Copy out the entries below word for word, from the first one through the line that contains "[113,215,132,222]". Stop at that line.

- [Entries from a data source]:
---------------

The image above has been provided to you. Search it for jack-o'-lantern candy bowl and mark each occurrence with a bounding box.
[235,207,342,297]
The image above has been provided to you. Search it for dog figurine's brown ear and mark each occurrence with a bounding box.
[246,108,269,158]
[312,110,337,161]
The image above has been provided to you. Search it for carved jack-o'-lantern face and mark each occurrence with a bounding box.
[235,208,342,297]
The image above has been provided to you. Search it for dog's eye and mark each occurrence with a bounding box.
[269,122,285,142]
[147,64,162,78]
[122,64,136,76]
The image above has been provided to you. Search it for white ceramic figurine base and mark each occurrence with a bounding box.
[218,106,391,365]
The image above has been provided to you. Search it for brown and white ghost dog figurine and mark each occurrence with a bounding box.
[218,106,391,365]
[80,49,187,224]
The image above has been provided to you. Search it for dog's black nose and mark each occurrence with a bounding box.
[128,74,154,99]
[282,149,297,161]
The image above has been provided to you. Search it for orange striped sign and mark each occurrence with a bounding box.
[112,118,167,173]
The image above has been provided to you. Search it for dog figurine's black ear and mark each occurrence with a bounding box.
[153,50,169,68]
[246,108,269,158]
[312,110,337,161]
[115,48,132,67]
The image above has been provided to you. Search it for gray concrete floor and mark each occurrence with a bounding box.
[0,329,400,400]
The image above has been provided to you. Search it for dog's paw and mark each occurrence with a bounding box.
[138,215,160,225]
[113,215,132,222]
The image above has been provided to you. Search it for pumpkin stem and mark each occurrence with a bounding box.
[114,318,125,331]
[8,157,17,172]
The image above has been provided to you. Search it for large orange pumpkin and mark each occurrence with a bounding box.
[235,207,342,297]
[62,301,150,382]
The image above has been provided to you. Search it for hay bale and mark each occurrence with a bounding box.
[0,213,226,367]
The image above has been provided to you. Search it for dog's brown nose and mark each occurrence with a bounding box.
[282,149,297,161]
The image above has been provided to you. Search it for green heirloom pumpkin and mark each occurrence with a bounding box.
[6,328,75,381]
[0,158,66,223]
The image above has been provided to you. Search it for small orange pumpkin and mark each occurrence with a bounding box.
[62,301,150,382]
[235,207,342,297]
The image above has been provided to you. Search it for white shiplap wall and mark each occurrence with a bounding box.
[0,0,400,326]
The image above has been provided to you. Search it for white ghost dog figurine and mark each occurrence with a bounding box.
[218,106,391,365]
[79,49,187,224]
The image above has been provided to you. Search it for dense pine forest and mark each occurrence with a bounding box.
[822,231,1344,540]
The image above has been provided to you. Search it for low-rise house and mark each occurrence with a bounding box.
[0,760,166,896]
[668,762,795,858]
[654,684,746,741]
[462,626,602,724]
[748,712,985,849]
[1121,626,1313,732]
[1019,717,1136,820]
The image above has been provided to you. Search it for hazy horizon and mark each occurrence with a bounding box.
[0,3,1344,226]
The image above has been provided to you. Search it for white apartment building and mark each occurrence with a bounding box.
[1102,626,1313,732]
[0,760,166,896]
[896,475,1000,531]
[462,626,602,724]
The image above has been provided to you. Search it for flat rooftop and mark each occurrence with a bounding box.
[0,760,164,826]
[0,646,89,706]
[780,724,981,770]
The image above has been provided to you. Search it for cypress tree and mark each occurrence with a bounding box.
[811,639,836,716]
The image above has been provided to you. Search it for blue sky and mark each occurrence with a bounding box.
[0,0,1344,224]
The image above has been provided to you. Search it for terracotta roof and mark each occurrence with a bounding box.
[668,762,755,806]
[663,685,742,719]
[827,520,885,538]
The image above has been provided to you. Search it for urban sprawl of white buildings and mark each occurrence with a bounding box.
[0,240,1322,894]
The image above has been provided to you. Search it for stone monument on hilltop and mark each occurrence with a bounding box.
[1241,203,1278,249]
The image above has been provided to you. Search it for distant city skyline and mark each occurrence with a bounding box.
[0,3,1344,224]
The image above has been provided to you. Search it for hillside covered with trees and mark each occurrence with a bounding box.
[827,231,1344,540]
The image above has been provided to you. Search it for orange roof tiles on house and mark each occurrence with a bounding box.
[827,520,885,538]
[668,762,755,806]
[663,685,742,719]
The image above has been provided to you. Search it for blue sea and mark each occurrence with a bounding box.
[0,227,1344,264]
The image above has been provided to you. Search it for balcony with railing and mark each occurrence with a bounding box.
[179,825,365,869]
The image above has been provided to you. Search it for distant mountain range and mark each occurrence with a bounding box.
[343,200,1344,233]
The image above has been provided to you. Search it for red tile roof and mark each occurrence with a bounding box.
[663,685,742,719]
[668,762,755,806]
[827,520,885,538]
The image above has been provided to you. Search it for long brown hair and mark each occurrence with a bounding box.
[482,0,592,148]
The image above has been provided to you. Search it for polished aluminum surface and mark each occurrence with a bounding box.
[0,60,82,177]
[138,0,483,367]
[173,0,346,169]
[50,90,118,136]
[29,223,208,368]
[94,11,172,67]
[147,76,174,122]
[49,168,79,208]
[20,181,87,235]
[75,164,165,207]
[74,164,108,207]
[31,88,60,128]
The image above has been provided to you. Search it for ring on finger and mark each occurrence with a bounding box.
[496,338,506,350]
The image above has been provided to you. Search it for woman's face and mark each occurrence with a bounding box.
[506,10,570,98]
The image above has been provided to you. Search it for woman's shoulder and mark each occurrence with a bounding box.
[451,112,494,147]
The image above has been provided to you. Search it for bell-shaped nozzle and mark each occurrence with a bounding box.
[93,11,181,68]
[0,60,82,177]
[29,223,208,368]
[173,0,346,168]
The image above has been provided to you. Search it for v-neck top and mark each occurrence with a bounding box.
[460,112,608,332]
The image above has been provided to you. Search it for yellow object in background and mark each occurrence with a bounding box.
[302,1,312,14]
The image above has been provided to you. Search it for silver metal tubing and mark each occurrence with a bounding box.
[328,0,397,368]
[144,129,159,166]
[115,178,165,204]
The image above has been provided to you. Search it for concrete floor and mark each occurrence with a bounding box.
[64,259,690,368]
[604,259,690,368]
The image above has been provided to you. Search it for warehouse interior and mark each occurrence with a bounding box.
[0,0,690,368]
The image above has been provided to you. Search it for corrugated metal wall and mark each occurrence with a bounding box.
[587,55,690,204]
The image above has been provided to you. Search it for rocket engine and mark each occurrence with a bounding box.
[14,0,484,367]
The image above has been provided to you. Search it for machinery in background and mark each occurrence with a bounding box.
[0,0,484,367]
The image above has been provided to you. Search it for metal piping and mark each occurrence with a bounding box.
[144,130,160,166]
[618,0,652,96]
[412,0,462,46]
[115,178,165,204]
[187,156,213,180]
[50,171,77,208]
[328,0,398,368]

---------------

- [Exercise answer]:
The image above has been provided to you. Search it for jack-o'-lantern candy bowl and mark each occurrence with a bounding box.
[235,207,342,297]
The image above has been provided to you. Search it for dog figurine's brown ear and mark each occurrence with a bounding box.
[246,108,269,158]
[312,110,337,161]
The image above has been provided to you. Search it for carved jack-o'-lantern face and mark each occurrence with a bounding box.
[235,208,342,297]
The image above has been provided to you. Search it for dog's eye and mark each occurrence with a bounding box.
[269,122,285,142]
[147,64,162,78]
[122,64,136,76]
The image above has been provided to you. Search it for white ceramic figurine base and mark each occurrence with a bounding box.
[218,106,391,365]
The image above has been provided to you. Search it for brown and white ghost dog figurine and mark each occurrence with a bounding box.
[218,106,391,365]
[80,49,187,224]
The image above has been provided to you. Search it for dog's black nose and mark each occurrence with a bounding box.
[128,74,154,99]
[282,149,297,161]
The image above has been provided to you. Search it for orange striped sign and mark each occurrence with a bounding box.
[112,118,167,173]
The image above has been provided to you. Search it for dog figurine's black ear and mark each occurrence with a bounding box.
[153,50,169,68]
[246,108,269,158]
[312,110,337,161]
[115,48,132,67]
The image above has been provided to you. Search it for gray concrete floor and mark each occurrence with a bounding box.
[0,329,400,400]
The image above has been provided to you. Search it for dog's paw and mark each occurrence with a bounding box.
[138,215,160,225]
[113,215,132,222]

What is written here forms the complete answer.